» Tarefas e exercícios:
• 1. No texto sobre Natália Gromicho, em que rua de Lisboa fica o antigo Teatro Gymnasio?
• 2. Dê seguimento ao texto sobre Natália Gromicho a partir da última frase apresentada.

» Excerto:
┌──

MICHAEL M. MATIAS / OBSERVADOR

Natália Gromicho: "Se ligasse ao dinheiro não era pintora, era banqueira"

Ainda é pouco reconhecida. Pelo menos em Portugal. "Não sou filha de pai rico", lamenta. Mas no estrangeiro vende exposições quase inteiras. "'Passo-me' quando oferecem bagatelas por um quadro meu."

Chega a ser fantasmagórico. Não entra lá ninguém. Ou quase ninguém. Dias inteiros. Às vezes lá entra um turista estrangeiro, para fotografar a Muralha Fernandina que resiste no interior, mas rapidamente dá meia volta e sai. Aquele que outrora foi o Teatro Gymnasio, na rua da Misericórdia, em Lisboa, é hoje um centro comercial ao abandono. Cada vez mais.

Lá dentro, e olhando em redor, são mais as lojas fechadas do que as abertas. As escadas, que foram um dia rolantes, não rolam mais e estão há muito desativadas. Mas subindo-as a pé, acende-se ao fundo do corredor luz numa vitrina. E lê-se, num cartaz vermelho lá colado: “Atelier Natália Gromicho”. Não é costura que ali se faz. É pintura. E de manhã, ainda cedo, logo Natália começar a pintar.

└──

» Dados extraídos:

┌──

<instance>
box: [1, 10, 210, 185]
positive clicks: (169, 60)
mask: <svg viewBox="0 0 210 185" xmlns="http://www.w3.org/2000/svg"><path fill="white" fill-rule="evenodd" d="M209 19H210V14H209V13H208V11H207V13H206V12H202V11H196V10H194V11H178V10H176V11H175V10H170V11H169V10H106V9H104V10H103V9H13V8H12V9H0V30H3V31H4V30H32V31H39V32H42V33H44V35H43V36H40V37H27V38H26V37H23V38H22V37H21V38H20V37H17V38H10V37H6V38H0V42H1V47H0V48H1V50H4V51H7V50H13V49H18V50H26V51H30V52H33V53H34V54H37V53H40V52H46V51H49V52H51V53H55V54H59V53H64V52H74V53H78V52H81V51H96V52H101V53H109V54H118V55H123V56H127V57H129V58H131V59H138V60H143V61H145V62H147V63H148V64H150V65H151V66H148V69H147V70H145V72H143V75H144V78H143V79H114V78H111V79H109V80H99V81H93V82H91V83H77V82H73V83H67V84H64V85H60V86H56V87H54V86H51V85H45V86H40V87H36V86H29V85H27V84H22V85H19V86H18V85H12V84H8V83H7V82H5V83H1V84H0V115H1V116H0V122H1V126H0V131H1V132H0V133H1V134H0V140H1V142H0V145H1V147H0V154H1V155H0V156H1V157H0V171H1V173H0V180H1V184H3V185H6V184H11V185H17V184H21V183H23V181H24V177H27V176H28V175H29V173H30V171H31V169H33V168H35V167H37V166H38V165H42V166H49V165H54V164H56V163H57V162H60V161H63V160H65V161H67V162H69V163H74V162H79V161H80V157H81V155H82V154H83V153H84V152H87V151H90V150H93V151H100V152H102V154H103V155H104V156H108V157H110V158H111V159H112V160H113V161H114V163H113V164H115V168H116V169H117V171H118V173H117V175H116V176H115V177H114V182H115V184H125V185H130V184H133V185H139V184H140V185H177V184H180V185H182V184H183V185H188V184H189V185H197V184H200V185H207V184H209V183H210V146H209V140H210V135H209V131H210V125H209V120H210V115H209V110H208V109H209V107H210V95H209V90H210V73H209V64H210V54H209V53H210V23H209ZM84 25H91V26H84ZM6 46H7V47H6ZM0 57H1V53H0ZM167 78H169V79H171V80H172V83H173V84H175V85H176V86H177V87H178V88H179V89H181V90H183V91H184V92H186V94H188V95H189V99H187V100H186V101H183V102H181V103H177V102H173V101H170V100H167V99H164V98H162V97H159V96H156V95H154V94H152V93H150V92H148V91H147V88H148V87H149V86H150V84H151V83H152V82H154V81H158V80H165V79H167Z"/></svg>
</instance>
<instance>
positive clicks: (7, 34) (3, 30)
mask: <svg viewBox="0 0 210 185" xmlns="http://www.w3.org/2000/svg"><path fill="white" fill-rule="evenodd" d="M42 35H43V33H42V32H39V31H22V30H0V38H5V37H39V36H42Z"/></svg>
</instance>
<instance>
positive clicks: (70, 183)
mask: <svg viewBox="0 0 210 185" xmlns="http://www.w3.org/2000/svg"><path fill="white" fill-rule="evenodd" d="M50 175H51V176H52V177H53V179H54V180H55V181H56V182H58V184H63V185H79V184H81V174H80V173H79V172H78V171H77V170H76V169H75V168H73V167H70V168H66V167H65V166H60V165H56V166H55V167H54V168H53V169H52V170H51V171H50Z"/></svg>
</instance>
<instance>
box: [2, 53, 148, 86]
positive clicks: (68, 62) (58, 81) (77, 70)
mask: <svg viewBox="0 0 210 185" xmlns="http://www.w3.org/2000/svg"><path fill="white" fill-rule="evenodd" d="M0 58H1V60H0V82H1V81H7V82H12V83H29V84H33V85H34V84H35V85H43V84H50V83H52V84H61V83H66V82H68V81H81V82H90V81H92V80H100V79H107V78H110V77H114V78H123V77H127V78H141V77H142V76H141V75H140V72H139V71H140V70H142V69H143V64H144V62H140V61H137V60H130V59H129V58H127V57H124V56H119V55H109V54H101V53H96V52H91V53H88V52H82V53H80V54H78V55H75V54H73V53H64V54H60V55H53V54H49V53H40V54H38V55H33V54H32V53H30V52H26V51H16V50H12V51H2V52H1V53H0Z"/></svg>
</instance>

└──

» Respostas do exercício:
• 1. Na rua da Misericórdia.

• 2.
— Preciso de música, Gonçalo. Tu sabes que eu preciso de música para pintar… — atira ao assistente pessoal, que entretanto lhe abriu o cavalete e dispôs boiões de tinta numa pequena mesa de apoio, ao lado dos pincéis e das espátulas.

Natália pede Vivaldi. Ou, em alternativa, Pink Floyd. Gonçalo puxa prontamente do telemóvel. “Esta serve?” — pergunta, enquanto se ouvem As Quatro Estações de Vivaldi. Natália acena afirmativamente com a cabeça. E atira-se à tela.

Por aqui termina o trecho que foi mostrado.